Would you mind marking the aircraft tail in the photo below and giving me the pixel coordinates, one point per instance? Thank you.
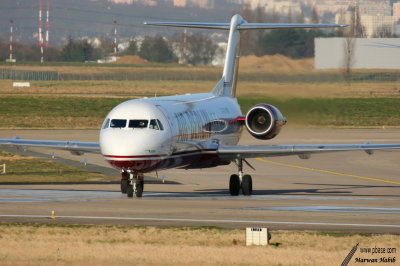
(227, 85)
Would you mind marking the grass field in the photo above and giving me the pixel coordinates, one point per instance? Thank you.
(51, 244)
(21, 169)
(89, 112)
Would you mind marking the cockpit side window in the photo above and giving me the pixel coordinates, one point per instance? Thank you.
(138, 123)
(106, 123)
(154, 125)
(160, 125)
(118, 123)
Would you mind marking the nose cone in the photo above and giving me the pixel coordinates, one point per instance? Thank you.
(135, 149)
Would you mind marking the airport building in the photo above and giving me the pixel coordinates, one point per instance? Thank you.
(366, 53)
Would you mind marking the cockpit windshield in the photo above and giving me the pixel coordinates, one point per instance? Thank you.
(138, 123)
(118, 123)
(154, 124)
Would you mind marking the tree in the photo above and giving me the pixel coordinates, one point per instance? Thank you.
(300, 17)
(384, 31)
(314, 16)
(77, 51)
(289, 16)
(132, 48)
(156, 49)
(353, 31)
(247, 38)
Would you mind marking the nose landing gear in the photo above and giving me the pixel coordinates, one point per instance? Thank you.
(237, 182)
(132, 182)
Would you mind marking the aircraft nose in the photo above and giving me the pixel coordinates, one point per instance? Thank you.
(137, 151)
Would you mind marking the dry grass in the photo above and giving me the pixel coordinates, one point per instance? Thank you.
(149, 88)
(118, 245)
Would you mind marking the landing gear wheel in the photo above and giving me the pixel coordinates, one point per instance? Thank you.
(247, 185)
(234, 185)
(124, 182)
(139, 188)
(129, 191)
(124, 185)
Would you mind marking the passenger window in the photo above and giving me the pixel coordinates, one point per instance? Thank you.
(138, 123)
(153, 124)
(106, 123)
(118, 123)
(160, 125)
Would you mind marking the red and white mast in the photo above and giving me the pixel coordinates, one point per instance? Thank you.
(115, 38)
(47, 25)
(40, 23)
(40, 32)
(11, 36)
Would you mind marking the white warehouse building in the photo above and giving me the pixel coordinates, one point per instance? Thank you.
(367, 53)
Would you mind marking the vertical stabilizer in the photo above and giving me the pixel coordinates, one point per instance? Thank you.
(232, 58)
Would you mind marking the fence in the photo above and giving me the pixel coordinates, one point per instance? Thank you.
(190, 75)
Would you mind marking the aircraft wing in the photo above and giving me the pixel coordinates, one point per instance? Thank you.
(303, 151)
(76, 147)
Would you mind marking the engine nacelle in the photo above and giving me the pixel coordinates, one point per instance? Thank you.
(264, 121)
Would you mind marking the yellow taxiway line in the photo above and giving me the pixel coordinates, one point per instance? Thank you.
(325, 171)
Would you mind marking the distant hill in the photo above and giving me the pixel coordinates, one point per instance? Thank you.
(78, 18)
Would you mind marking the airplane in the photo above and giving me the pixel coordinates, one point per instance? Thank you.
(194, 130)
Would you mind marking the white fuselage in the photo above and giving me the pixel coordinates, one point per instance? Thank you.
(144, 135)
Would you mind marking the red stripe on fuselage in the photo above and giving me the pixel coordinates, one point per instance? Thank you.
(199, 158)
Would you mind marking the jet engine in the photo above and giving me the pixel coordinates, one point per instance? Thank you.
(264, 121)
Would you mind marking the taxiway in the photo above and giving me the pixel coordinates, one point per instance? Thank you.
(346, 191)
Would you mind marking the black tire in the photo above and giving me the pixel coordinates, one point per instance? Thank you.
(129, 191)
(234, 185)
(139, 188)
(247, 185)
(124, 186)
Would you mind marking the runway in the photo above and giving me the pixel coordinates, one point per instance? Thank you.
(349, 191)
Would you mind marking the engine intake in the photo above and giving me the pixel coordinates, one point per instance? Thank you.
(264, 121)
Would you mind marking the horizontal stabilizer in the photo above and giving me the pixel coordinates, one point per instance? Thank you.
(198, 25)
(242, 26)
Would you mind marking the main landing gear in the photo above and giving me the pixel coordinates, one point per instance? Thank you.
(237, 182)
(132, 182)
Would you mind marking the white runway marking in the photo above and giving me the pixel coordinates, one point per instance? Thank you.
(199, 220)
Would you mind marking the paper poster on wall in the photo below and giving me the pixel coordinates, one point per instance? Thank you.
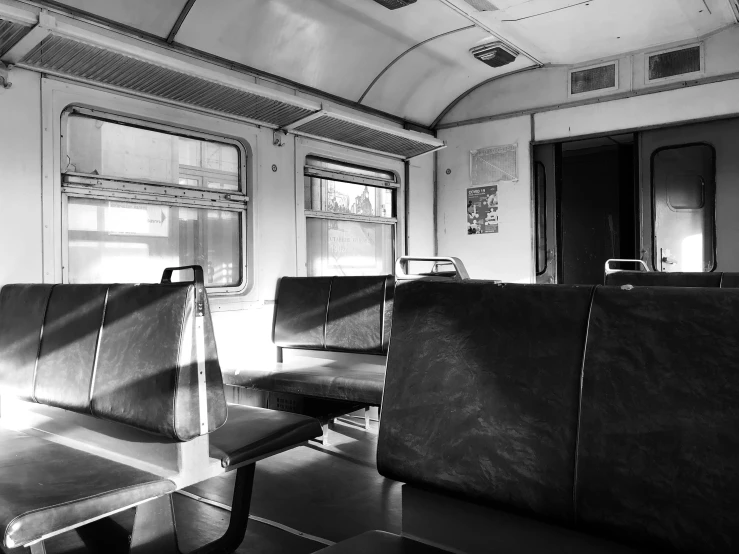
(493, 164)
(482, 210)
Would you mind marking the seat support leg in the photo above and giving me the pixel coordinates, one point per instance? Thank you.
(155, 531)
(38, 548)
(325, 428)
(234, 535)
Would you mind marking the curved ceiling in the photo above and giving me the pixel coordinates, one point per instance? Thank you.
(412, 62)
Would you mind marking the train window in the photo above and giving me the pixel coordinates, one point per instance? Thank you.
(350, 218)
(540, 217)
(136, 200)
(683, 188)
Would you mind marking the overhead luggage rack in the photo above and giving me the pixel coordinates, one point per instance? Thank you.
(62, 56)
(351, 130)
(58, 47)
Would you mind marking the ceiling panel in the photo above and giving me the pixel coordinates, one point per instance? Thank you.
(336, 46)
(574, 31)
(429, 78)
(152, 16)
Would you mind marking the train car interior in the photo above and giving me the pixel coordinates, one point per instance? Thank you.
(369, 276)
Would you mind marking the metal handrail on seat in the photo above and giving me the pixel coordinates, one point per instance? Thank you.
(401, 267)
(609, 270)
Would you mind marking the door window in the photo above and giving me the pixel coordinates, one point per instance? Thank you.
(683, 188)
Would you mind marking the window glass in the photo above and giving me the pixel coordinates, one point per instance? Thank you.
(110, 149)
(684, 195)
(113, 241)
(113, 238)
(323, 195)
(343, 247)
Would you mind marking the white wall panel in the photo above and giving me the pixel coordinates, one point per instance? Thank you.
(20, 180)
(505, 255)
(664, 108)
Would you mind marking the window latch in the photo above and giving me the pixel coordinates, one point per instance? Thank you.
(235, 198)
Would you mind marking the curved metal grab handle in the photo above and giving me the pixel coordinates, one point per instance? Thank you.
(401, 266)
(609, 270)
(198, 280)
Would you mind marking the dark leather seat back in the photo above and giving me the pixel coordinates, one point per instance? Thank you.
(659, 437)
(482, 392)
(729, 280)
(660, 279)
(124, 353)
(343, 314)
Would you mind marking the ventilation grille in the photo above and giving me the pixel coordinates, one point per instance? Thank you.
(490, 165)
(10, 34)
(592, 79)
(67, 57)
(676, 62)
(494, 54)
(482, 5)
(395, 4)
(348, 132)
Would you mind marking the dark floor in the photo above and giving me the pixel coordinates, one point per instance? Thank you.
(303, 499)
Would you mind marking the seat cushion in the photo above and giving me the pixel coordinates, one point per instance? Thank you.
(659, 435)
(482, 392)
(318, 377)
(47, 487)
(380, 542)
(251, 433)
(660, 279)
(729, 280)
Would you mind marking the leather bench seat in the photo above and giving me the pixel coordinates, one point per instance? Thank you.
(374, 542)
(47, 487)
(317, 377)
(250, 433)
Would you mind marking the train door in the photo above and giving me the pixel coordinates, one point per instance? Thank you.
(681, 168)
(545, 212)
(588, 194)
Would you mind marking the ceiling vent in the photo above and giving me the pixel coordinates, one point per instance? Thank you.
(395, 4)
(482, 5)
(10, 33)
(494, 54)
(594, 79)
(674, 63)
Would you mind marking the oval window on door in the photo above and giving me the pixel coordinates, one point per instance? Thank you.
(683, 193)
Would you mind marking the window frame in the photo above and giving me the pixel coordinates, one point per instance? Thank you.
(306, 147)
(80, 185)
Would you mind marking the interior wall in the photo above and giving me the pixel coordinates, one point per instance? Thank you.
(547, 88)
(506, 255)
(20, 180)
(421, 207)
(30, 200)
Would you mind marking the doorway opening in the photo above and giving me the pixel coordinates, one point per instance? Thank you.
(592, 192)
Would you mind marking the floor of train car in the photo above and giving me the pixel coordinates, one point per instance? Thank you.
(328, 492)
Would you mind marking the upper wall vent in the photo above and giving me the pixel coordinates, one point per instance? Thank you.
(674, 63)
(592, 79)
(395, 4)
(482, 5)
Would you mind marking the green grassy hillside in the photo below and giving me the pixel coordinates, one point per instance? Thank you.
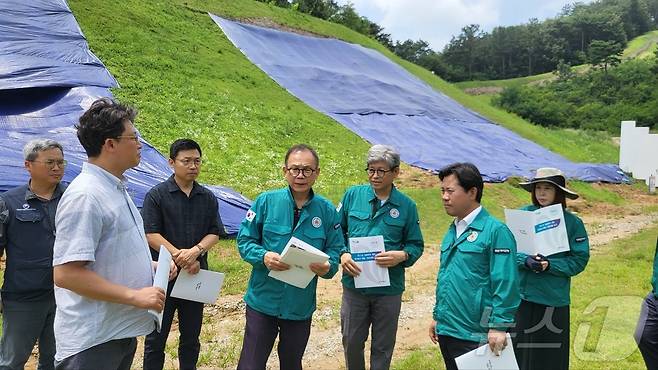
(640, 47)
(187, 79)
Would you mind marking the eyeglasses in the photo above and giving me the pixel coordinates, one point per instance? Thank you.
(188, 162)
(134, 138)
(379, 172)
(51, 163)
(306, 172)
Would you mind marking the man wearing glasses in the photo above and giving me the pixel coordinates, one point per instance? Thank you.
(27, 234)
(274, 307)
(181, 215)
(102, 264)
(377, 209)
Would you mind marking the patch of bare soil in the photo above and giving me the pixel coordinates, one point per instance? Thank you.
(483, 90)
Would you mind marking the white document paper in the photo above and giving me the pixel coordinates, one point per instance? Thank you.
(299, 254)
(161, 279)
(542, 231)
(483, 358)
(364, 250)
(203, 286)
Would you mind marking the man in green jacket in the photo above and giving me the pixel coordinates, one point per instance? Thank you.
(274, 307)
(477, 290)
(377, 209)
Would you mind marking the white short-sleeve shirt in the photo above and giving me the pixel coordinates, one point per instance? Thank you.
(97, 221)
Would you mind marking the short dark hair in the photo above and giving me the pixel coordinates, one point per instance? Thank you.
(468, 176)
(183, 144)
(302, 148)
(103, 120)
(560, 196)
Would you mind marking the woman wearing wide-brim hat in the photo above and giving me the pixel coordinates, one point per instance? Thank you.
(542, 320)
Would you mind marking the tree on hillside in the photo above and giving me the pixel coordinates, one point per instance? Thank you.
(411, 50)
(323, 9)
(377, 32)
(605, 53)
(461, 50)
(638, 18)
(652, 8)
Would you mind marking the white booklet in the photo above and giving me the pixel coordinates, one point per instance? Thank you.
(483, 358)
(299, 254)
(161, 279)
(364, 250)
(542, 231)
(204, 286)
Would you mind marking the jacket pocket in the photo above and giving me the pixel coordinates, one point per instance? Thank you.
(315, 237)
(28, 215)
(357, 223)
(275, 237)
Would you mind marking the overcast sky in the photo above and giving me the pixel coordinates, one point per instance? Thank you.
(436, 21)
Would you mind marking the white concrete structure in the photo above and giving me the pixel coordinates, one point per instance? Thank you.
(638, 151)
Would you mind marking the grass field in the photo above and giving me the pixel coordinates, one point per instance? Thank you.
(187, 79)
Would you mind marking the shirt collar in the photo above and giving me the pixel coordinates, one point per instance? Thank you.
(393, 198)
(172, 186)
(470, 217)
(311, 194)
(104, 174)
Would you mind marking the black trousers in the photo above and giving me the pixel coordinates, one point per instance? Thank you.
(113, 355)
(646, 333)
(259, 334)
(190, 317)
(541, 337)
(452, 348)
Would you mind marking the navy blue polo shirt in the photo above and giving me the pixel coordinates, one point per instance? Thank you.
(27, 236)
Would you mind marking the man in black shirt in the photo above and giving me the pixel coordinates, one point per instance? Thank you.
(181, 215)
(27, 235)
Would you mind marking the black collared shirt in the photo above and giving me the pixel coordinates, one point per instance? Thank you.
(180, 219)
(27, 235)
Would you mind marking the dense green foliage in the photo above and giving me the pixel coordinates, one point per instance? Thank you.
(538, 47)
(581, 33)
(598, 99)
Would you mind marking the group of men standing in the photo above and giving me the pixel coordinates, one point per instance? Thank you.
(98, 249)
(92, 242)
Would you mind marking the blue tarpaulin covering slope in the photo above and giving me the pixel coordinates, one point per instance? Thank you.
(48, 78)
(383, 103)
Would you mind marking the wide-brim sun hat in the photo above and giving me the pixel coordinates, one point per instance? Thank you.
(552, 176)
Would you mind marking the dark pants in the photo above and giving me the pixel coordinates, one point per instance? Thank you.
(646, 333)
(541, 337)
(452, 348)
(23, 324)
(259, 334)
(190, 317)
(113, 355)
(357, 313)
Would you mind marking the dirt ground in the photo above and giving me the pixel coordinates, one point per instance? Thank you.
(224, 321)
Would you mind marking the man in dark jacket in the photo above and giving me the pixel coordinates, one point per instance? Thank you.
(27, 235)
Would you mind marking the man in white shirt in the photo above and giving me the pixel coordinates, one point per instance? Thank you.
(102, 264)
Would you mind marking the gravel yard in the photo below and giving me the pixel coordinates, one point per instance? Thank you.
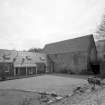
(26, 91)
(59, 84)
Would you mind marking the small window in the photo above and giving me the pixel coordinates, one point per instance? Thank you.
(7, 68)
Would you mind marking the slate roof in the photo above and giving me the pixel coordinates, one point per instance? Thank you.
(71, 45)
(22, 58)
(7, 55)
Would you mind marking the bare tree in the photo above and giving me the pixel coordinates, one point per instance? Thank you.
(101, 29)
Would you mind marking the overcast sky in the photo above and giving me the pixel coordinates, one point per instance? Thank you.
(33, 23)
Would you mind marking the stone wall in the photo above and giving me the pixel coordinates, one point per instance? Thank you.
(75, 62)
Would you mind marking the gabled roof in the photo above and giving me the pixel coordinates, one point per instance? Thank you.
(7, 55)
(71, 45)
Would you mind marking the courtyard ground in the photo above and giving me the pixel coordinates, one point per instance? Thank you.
(28, 91)
(60, 84)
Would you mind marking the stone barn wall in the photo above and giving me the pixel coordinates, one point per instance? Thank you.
(75, 62)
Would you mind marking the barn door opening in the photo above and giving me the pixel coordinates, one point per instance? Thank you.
(95, 68)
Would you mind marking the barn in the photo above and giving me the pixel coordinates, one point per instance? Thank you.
(28, 63)
(6, 62)
(77, 55)
(21, 63)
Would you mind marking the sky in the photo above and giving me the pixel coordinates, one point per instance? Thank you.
(26, 24)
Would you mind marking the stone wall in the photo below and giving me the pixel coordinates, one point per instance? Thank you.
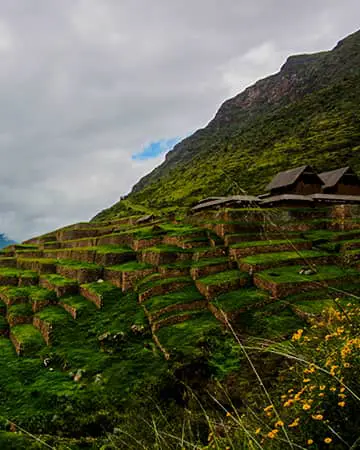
(139, 244)
(238, 253)
(210, 291)
(162, 289)
(94, 297)
(199, 304)
(45, 329)
(82, 275)
(198, 272)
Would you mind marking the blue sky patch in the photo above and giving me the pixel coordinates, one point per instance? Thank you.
(155, 149)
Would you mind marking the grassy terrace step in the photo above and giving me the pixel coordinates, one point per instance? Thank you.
(17, 277)
(178, 316)
(154, 285)
(76, 306)
(76, 243)
(185, 338)
(210, 266)
(221, 282)
(39, 265)
(40, 298)
(47, 319)
(127, 237)
(26, 339)
(82, 272)
(98, 293)
(328, 235)
(209, 252)
(237, 302)
(61, 285)
(276, 321)
(31, 253)
(165, 254)
(179, 269)
(285, 281)
(6, 261)
(243, 249)
(125, 276)
(175, 301)
(19, 314)
(4, 326)
(14, 295)
(264, 261)
(19, 247)
(231, 239)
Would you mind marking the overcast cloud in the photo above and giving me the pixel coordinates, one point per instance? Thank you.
(87, 84)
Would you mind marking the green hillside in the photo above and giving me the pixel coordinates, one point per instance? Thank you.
(151, 327)
(4, 241)
(118, 335)
(308, 112)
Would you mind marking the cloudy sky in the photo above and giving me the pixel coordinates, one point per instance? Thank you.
(93, 92)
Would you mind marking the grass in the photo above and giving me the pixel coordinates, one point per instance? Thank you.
(29, 337)
(53, 315)
(291, 274)
(154, 282)
(243, 298)
(224, 277)
(79, 303)
(77, 264)
(209, 262)
(104, 289)
(187, 295)
(39, 294)
(105, 249)
(185, 337)
(166, 249)
(273, 258)
(131, 266)
(58, 280)
(21, 310)
(266, 243)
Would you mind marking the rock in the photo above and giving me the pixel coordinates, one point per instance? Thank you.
(137, 329)
(79, 374)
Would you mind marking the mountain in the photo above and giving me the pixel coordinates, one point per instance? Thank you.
(4, 241)
(308, 111)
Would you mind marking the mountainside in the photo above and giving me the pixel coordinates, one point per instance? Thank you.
(4, 241)
(308, 112)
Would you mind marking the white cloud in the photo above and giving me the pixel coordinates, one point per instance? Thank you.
(85, 83)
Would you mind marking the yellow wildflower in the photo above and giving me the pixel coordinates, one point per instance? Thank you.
(272, 434)
(268, 408)
(295, 423)
(317, 416)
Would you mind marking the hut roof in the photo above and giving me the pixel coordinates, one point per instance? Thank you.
(145, 219)
(208, 199)
(287, 198)
(235, 200)
(332, 177)
(288, 177)
(336, 198)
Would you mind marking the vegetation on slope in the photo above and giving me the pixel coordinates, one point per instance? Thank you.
(316, 121)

■ **Requirement**
Retype nothing except the lines from the line holding "Would you mind marking the yellow wildflower" through the last line of the entries, both included.

■ **Output of the task**
Would you mind marking the yellow wildflower in the photo above and giving me the pixel coordinates, one point per instance? Thank you.
(272, 434)
(268, 408)
(295, 423)
(317, 416)
Would you mind marking the hut roof in the photo above and giving me the pixel coordinates, one point per instance? Thank you.
(145, 219)
(208, 199)
(287, 198)
(235, 200)
(332, 177)
(288, 177)
(336, 198)
Would you mind marking the vegetation on slope in the photo above and giving me the pixel coordinates, one point per instance? Thank you.
(316, 121)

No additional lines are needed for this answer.